Goal: Reproduce verbatim the stretch of the material from the line containing "Segment the brown" through the end of the material, and output nothing else.

Extracted data:
--*--

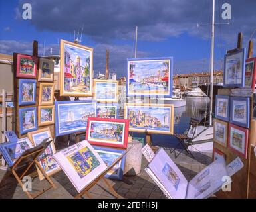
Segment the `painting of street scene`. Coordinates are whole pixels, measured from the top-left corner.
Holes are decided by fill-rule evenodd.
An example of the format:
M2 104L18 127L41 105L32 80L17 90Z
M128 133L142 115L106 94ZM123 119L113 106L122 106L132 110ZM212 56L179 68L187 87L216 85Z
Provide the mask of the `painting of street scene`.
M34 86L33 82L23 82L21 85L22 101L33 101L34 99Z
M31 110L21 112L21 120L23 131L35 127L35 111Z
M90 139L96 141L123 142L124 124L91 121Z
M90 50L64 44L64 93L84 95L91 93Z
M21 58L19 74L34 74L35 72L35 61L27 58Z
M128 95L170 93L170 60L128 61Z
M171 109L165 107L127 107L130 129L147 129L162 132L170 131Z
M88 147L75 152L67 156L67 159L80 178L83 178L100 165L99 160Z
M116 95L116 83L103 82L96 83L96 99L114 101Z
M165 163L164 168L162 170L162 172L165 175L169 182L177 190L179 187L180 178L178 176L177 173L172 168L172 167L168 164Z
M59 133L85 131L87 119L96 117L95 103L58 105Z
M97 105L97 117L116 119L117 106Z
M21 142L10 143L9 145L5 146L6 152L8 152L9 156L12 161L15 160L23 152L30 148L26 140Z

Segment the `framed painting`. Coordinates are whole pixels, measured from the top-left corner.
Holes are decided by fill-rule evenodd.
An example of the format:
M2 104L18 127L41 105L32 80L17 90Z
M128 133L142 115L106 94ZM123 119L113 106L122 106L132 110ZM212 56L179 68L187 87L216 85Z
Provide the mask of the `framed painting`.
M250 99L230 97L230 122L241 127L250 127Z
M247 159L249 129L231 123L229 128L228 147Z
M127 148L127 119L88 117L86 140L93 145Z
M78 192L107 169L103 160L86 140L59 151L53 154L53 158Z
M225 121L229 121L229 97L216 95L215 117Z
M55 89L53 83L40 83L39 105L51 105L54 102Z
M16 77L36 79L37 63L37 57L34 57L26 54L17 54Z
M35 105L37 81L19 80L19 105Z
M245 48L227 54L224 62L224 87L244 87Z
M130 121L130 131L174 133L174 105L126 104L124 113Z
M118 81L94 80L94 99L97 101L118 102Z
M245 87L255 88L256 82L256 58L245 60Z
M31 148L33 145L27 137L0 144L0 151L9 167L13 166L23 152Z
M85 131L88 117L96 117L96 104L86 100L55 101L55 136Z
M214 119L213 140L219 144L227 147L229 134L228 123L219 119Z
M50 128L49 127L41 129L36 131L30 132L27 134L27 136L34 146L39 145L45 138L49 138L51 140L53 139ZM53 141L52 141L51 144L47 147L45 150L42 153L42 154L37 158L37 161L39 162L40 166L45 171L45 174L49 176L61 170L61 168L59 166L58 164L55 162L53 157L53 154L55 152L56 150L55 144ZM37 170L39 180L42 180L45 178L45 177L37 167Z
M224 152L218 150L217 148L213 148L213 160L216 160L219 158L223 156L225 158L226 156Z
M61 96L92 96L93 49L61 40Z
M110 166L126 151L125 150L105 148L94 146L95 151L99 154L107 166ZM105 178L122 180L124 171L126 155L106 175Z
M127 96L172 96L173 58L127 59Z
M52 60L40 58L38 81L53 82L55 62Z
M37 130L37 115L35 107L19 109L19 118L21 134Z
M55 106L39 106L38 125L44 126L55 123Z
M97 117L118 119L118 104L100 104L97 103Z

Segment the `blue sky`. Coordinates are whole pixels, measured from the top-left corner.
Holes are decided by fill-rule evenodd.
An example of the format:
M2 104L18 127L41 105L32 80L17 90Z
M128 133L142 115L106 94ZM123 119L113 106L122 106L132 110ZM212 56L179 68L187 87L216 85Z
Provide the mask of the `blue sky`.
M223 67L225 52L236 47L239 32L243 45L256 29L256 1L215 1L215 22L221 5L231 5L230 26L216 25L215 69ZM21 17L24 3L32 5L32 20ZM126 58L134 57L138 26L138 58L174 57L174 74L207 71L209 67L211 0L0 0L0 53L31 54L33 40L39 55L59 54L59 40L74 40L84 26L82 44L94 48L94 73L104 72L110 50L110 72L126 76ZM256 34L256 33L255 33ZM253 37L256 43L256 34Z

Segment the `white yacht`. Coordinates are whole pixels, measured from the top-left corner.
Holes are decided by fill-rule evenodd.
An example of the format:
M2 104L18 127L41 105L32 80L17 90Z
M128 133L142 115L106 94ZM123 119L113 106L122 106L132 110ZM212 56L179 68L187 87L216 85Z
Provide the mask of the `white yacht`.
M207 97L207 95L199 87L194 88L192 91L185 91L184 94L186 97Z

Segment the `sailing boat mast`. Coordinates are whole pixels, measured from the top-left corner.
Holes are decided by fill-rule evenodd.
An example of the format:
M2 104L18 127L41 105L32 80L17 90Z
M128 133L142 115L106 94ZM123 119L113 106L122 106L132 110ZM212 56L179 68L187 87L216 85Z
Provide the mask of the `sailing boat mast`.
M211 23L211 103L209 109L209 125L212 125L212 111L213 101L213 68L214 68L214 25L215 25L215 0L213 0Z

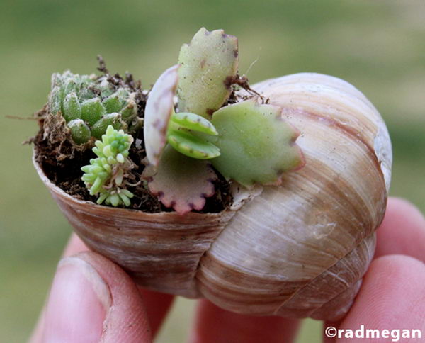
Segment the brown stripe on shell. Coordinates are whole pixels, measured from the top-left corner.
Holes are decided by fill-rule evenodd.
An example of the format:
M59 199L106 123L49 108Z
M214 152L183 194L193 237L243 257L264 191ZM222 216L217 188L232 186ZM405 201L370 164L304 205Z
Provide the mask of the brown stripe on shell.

--*--

The completed task:
Segment the brown stripe on shell. Coordinates are whole pixels, measured from the top-left corner.
Holes are decided by fill-rule evenodd.
An example of the format:
M59 199L106 123L49 108Z
M214 152L183 194L193 237L243 257L264 191ZM222 216L217 188L232 186ZM405 201L370 164L304 205Z
Provide the mask of the brown stripe on shell.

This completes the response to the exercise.